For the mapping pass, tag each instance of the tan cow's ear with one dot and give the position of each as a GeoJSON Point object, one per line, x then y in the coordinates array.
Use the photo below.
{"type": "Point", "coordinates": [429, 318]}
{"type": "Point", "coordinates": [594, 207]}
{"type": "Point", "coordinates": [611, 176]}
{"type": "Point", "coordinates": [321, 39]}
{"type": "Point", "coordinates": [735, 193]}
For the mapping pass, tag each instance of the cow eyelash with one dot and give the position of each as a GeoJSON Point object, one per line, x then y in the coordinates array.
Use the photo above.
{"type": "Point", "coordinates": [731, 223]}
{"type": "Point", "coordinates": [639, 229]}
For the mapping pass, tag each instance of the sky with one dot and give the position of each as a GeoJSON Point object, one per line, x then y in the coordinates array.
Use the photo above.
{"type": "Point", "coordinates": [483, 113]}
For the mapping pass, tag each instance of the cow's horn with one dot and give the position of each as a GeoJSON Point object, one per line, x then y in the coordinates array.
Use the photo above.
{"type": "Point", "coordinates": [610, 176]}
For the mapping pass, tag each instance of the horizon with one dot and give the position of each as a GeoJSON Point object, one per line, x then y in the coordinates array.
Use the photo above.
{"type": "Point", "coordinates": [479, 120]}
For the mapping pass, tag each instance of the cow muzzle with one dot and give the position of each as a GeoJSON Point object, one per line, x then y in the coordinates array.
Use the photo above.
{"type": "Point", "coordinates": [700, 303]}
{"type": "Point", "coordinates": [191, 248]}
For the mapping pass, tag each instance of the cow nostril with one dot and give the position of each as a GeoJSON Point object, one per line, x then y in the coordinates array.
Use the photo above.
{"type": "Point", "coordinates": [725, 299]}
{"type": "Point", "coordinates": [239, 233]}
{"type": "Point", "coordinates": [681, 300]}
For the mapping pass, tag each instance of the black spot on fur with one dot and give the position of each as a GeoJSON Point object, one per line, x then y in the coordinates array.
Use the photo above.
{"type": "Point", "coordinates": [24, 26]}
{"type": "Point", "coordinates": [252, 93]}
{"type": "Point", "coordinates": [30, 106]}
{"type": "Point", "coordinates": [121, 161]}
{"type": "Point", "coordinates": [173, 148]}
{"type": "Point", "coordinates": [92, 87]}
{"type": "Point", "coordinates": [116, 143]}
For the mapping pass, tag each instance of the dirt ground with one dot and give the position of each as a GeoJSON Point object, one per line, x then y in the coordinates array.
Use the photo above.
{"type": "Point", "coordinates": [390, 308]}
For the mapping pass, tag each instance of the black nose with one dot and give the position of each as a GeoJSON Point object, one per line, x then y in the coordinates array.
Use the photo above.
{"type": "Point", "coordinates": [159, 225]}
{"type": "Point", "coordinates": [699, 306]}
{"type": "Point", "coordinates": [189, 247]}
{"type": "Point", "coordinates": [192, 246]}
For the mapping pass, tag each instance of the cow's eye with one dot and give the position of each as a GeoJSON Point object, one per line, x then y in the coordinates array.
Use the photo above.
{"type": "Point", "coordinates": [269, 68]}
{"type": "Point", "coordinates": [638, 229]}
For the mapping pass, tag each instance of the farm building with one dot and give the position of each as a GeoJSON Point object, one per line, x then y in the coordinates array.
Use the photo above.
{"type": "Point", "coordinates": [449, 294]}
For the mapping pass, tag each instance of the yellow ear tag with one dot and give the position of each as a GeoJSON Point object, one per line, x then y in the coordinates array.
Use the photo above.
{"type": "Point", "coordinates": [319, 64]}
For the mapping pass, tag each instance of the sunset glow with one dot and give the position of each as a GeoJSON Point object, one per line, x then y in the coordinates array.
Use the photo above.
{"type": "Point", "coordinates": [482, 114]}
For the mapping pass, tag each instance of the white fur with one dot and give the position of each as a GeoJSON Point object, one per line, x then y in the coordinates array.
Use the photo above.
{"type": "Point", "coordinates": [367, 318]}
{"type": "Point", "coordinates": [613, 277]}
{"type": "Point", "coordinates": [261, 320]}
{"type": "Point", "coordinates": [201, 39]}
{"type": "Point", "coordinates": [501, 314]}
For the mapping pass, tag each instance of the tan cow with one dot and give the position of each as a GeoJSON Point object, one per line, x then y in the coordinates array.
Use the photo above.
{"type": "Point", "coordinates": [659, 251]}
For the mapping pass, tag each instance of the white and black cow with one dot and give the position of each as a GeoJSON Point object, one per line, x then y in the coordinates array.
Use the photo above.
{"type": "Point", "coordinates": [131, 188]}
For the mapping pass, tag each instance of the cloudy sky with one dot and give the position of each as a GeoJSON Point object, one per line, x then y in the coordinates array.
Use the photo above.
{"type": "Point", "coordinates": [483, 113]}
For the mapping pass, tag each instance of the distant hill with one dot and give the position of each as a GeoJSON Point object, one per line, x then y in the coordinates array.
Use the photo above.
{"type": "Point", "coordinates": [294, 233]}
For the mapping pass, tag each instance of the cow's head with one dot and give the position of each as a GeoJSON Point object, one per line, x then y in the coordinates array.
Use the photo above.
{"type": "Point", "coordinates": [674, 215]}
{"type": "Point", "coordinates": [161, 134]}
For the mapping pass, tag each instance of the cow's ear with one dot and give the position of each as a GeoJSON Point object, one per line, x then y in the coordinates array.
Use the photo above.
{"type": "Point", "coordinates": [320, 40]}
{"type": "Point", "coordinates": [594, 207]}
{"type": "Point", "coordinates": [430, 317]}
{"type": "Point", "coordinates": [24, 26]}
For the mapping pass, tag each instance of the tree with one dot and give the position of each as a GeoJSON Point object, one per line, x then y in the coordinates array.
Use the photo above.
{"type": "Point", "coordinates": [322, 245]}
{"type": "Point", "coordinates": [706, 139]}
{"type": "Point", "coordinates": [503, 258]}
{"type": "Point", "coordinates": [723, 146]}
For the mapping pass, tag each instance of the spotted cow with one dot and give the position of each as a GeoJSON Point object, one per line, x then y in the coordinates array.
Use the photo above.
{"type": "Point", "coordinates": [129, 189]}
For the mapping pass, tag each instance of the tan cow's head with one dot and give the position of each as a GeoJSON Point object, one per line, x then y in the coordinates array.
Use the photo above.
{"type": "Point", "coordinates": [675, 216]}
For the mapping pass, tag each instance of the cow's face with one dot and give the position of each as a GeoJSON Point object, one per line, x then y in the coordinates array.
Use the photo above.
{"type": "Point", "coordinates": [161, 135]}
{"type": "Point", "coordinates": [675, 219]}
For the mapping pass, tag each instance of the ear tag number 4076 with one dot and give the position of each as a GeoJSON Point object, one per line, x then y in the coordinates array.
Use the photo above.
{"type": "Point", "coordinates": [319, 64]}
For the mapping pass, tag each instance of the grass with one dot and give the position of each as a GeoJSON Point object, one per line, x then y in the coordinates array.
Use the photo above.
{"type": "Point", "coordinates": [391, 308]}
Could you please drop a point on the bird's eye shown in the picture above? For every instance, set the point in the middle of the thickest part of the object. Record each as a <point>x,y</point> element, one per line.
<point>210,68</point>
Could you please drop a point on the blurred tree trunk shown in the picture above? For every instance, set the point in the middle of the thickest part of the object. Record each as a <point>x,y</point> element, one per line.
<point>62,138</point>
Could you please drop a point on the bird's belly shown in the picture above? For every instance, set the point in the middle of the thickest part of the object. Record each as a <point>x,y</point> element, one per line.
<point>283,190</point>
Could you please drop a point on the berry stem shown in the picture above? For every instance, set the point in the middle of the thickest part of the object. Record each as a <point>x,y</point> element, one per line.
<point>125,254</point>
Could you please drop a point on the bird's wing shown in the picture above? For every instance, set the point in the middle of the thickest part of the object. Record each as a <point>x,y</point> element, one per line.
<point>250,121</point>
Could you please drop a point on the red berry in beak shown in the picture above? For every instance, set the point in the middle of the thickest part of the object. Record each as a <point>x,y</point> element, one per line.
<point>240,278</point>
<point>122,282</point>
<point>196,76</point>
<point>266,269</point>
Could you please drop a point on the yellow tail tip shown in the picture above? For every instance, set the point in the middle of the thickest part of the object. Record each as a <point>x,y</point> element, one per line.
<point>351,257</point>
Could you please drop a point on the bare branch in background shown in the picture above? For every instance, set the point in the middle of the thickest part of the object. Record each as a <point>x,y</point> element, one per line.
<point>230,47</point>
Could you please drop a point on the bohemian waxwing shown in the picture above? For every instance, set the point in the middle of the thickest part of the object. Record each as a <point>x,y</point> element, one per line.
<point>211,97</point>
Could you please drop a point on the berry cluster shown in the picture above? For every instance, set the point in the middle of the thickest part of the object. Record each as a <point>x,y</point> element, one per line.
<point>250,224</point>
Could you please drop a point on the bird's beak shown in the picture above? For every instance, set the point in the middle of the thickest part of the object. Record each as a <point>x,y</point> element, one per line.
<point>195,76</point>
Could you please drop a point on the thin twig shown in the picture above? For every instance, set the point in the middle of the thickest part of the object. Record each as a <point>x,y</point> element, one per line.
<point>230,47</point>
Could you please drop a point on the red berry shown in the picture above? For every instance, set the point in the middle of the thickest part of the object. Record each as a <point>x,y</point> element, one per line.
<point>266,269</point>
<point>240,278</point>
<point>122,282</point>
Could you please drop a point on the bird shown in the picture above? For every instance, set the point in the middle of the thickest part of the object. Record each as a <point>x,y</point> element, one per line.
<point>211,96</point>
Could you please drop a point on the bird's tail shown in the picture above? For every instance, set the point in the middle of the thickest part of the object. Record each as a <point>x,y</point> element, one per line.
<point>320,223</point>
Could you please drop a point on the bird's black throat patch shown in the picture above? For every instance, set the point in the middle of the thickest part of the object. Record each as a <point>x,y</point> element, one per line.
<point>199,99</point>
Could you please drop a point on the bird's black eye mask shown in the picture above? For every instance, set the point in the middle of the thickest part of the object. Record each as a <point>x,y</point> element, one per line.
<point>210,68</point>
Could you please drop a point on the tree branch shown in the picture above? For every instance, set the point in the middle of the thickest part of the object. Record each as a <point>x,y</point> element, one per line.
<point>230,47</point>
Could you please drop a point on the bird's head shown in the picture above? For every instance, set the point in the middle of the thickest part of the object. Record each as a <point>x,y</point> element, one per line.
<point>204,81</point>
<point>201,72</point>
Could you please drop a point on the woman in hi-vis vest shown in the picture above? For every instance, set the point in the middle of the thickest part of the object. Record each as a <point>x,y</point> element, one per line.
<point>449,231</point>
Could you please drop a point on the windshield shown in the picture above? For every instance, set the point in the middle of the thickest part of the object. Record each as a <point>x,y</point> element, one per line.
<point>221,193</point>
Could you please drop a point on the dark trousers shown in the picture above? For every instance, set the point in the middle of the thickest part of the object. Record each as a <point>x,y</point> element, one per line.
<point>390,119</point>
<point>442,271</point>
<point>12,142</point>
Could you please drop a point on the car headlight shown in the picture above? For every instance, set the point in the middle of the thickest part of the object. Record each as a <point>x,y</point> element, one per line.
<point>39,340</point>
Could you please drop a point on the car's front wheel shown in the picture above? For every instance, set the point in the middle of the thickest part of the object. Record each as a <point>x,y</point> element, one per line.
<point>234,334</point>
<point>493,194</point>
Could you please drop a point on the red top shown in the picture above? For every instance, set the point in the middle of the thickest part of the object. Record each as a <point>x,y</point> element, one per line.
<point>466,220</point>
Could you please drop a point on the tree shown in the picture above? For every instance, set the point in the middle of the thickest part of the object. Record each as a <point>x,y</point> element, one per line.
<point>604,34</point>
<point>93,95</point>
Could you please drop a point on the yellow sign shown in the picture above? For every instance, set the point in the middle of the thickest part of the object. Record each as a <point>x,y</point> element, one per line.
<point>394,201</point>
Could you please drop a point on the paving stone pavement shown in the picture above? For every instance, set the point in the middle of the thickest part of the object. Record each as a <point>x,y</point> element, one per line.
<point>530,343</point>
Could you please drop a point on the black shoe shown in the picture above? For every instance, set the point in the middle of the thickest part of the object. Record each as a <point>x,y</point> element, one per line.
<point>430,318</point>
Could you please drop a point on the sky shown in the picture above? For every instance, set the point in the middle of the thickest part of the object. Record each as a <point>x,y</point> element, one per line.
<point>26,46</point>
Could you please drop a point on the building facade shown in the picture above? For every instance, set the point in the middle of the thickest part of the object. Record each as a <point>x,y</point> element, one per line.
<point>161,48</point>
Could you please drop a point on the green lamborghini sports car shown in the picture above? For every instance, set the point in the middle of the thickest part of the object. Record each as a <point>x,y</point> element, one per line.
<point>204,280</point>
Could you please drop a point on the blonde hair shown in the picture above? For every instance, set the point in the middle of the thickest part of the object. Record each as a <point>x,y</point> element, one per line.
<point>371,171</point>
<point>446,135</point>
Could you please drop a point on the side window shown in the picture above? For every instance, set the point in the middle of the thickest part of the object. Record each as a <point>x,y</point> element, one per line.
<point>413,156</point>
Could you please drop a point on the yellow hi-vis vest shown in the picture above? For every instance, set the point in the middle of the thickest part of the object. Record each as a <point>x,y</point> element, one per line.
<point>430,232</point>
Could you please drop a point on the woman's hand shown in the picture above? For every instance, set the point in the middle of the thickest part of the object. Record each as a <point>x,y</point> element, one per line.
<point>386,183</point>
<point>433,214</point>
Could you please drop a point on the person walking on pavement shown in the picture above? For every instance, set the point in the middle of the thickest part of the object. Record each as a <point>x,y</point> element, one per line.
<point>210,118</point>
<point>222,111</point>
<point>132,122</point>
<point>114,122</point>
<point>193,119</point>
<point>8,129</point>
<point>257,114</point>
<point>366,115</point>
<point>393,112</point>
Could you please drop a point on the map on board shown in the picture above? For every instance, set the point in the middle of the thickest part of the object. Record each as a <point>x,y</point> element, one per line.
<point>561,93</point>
****************
▸ ABOUT THIS TASK
Pick from the records each line that contains the word "white" and show it.

▸ RESPONSE FOR THIS EXERCISE
For the mapping pass, tag each instance of the white fur with one dot and give the position of each as a GeoJSON Point object, one per line, x then y in the coordinates array.
For the mapping pass, tag each instance of the white and black cow with one dot and give the position of each as a GeoJSON Point object, one per line, x then y in the coordinates array.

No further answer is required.